Consigne donnée
Rédigez la suite de l'article sur les historiens français et allemands pendant la Première Guerre mondiale, en reprenant après sa dernière phrase.

Article

------------------------------

Si la Première Guerre mondiale [3]  marque un tournant dans l'histoire de l'historiographie, cela vaut tout particulièrement pour les rapports franco-allemands (1). Avant 1914, l'historiographie allemande faisait, partout dans le monde, fonction de modèle. Même en France, et malgré toutes les divergences nationales, politiques ou idéologiques, les historiens allemands jouissaient d'une très grande réputation (2). Mais avec le déclenchement de la guerre, l'attaque de la Belgique et " l'appel des 93 " - parmi lesquels de nombreux historiens - en faveur du "militarisme" défenseur de la "culture", le consensus académico-diplomatique s'est rompu (3). A la fois choquée et frappée d'une "douloureuse surprise", la Revue historique, qui avait toujours été l'organe d'une entente internationale, citait les noms des signataires pour y ajouter ce commentaire: "Tous ces érudits de profession, rompus à la critique des textes; par leur méthode rigoureuse, ils ont renouvelé des parties importantes de l'histoire ancienne, médiévale et moderne. Placés en face d'un très grave problème d'histoire contemporaine, ils ont oublié tout à coup, et comme s'il obéissaient à une consigne, les principes mêmes de leur enseignement et de leurs livres" (4). Le débat sur les annexions engagé peu après en Allemagne et auquel participèrent même les professeurs dits "modérés", contribua à son tour à détruire toute idée d'une éventuelle entente supranationale. Du côté français, de mauvais souvenirs de voyages ou des lectures très lointaines - tels que les oeuvres de Treitschke [4] , auquel Durkheim consacra toute une brochure traitant de la "mentalité allemande" - furent alors exhumés (5). Quand en 1915, l'historien économiste Henri Hauser parle d'une "illusion d'optique" vis-à-vis de l'Allemagne dont les Français pendant des décennies auraient été les victimes, il pense moins aux militaires allemands à propos desquels personne ne se faisait d'illusions, qu'aux industriels dont l'agressivité et aux intellectuels dont l'intolérance avaient été largement sous-estimées (6).

 

Au cours du combat intellectuel qui s'engagea pendant la guerre et que les participants vécurent comme une sorte de "deuxième front", il s'agissait, par conséquent, de compenser les manquements réels ou imaginaires du passé, d'atteindre l'ennemi au plus près, c'est-à-dire dans son "identité", et de reconquérir autant que possible le terrain perdu. Un des thèmes les plus riches pour une telle offensive "historique" était celui du Rhin (7). Lié au mot d'ordre des "frontières naturelles", il avait déjà joué un rôle de mobilisation et de légitimation pendant les guerres révolutionnaires [5]  (8). Au cours du XIXe siècle, il avait à nouveau servi de pomme de discorde avec l'Allemagne - et ce jusqu'au moment de l'annexion de l'Alsace [6]  et d'une partie de la Lorraine, qui signifiait la perte de la frontière française du Rhin (9). Le Rhin cristallisait donc l'hostilité "héréditaire" entre Français et Allemands et il suffisait de poser la question: le Rhin est-il la "frontière de la France" ou le principal "fleuve allemand", pour réveiller l'antagonisme (10).

------------------------------

Données enregistrées
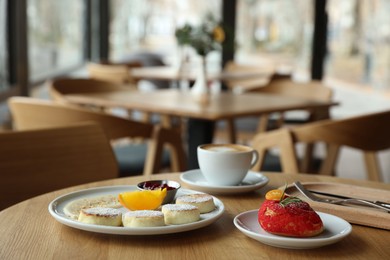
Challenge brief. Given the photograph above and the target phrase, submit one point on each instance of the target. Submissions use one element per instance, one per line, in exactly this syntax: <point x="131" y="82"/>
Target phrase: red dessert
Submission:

------------------------------

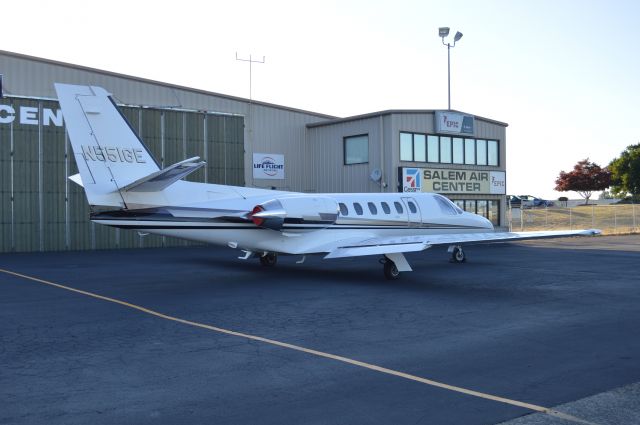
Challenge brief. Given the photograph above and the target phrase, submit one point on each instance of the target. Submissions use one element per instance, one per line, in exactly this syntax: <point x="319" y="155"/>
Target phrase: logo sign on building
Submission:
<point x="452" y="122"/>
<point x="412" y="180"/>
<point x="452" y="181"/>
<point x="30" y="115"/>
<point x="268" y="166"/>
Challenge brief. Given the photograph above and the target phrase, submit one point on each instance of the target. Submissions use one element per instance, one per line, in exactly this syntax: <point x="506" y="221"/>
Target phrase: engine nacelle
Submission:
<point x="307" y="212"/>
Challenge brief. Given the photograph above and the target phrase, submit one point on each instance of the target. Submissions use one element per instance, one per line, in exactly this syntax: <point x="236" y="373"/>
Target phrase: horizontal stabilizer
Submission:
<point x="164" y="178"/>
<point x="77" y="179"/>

------------------------------

Réponse attendue
Le Reichsland Elsaß-Lothringen

 

 

 

Source Internet [7]

Durant la guerre et surtout pendant l'immédiat après-guerre, toute une littérature fut consacrée à cette question: livres, brochures et collections diverses, dirigées par des historiens et des publicistes ou par des comités (tel celui de la "Rive gauche du Rhin") créés pour servir la bonne cause (11). Cette offensive, en l'occurrence, était avant tout un phénomène français, puisque c'était la France qui voulait revenir sur le Rhin et récupérer l'Alsace; mais au-delà, il s'agissait évidemment de l'avenir de toute la rive gauche du Rhin, car les scénarios de "sécurité" des généraux et de la plupart des hommes politiques prévoyaient dès 1917 soit une annexion totale de ces territoires à la France, soit leur autonomisation par rapport à l'empire allemand (12).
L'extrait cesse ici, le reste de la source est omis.